Across the United States, regional theatres have a great responsibility to our communities.
We are creative incubators, civic institutions, educational hubs, gathering places, artistic playgrounds, safe havens, and much more.
But among all of these important roles theatres have played, many of us have missed the most crucial point along the way: We have failed to reach all people—sometimes through our very design, location, or programmatic choices.
Why should amazing, transformative theatre be confined to just one space or location? Great theatre can be everywhere—for everyone.
If regional theatres are truly going to live up to the immense responsibility of being pillars of our communities, and being a “public good” (a designation as a 501c3), we must rethink our models so that everyone has access to the work we make. We must build deep, authentic, reciprocal relationships with all who call the theatre their artistic home.
In New Haven, that’s what we’re trying to manifest with Long Wharf Theatre’s path forward.
Earlier this year, we came to a decision that was years in the making: to leave our current home of 57 years and venture out across our city and region as an itinerant theatre company that will partner with local organizations and venues to bring productions closer to all people.
While we made this decision in part because we recognized the need to rethink our business model amid a shift of revenue and the pandemic’s impacts, we more importantly made it because we felt a significant portion of our community was being left out.
Long Wharf Theatre is currently located in a food terminal in an industrial part of New Haven, away from transit and in the outskirts of the city.
As we just announced our new 2022-23 season—the first to begin the transition to our new model—we’ve already felt the change in energy as we explore our city’s neighborhoods and invite audiences and community members to participate.
We made our season announcement in Dixwell, a neighborhood with deep ties to jazz music, that for decades has received an inequitable lack of investment.
Now, with this model, artists will have the autonomy to curate their own venue or location in the city that speaks most authentically to themes or subject matter of their work. We now ask artists: What’s the right “container” for the story you want to tell?
A concert reading like Jelly’s Last Jam, which came to Long Wharf Theatre in August, took on new meaning in its celebration of jazz because we were able to partner with Dixwell’s Stetson Branch Library and experience the music through the lens of Dixwell’s jazz history.
-----
▶ [Task objective] Could you carry on the essay about Long Wharf Theatre's move to an itinerant model from where it stops? The records have nothing to do with this.

▶ [Data]
-----
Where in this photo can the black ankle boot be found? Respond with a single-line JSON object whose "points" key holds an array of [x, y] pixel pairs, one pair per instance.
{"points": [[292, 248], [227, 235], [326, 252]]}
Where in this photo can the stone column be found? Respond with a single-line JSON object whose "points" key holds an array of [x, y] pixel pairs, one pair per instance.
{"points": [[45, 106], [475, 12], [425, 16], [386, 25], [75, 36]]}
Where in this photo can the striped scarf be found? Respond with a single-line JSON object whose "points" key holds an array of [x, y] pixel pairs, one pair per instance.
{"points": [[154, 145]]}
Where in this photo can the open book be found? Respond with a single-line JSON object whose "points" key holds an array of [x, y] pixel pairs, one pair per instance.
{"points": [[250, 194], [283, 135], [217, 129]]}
-----
▶ [Answer]
Or The Crucible, the first show to ever be produced on our stage 57 years ago, will be performed next spring by a star-studded cast at the Lyman Center, creating a special evening to celebrate this full circle moment.
But this model doesn’t have to be just for New Haven.
Theatres across the country need to consider who might be excluded or unrepresented in our current models. The pandemic gave us an opportunity to think about new ways of engaging our current audiences while also finding new communities to build relationships with. By forcing all of us to shutter our doors for months on end, leaving our spaces vacant without the revenue from ticket sales to help pay our rent or mortgages, we all went virtual, or set up shop outdoors in imaginative, unconventional venues to keep our communities safe.
And we learned that theatre doesn’t have to be confined to a conventional stage with blazing lights and four walls. In fact, these new ways were exhilarating, providing artists with a more intentional, inventive way to produce work and audiences with even more ways to experience it more authentically.
Theatre is not just about a physical space. It’s about the staff and artists; it’s about the people and connections; it’s about the memories and lessons. And maybe most importantly, it’s about celebrating our shared humanity through the stories we share.
It’s about investing not just in a piece of real estate but in artistic innovation, radical inclusion, and kaleidoscopic partnerships.
Regional theatres across the country have a once-in-a-lifetime opportunity to reimagine what our responsibility to our regions is.
Let’s usher in a new era for the American regional theatre together.
Kit Ingui is the managing director, and Jacob G. Padrón the artistic director, of Long Wharf Theatre in New Haven, Ct.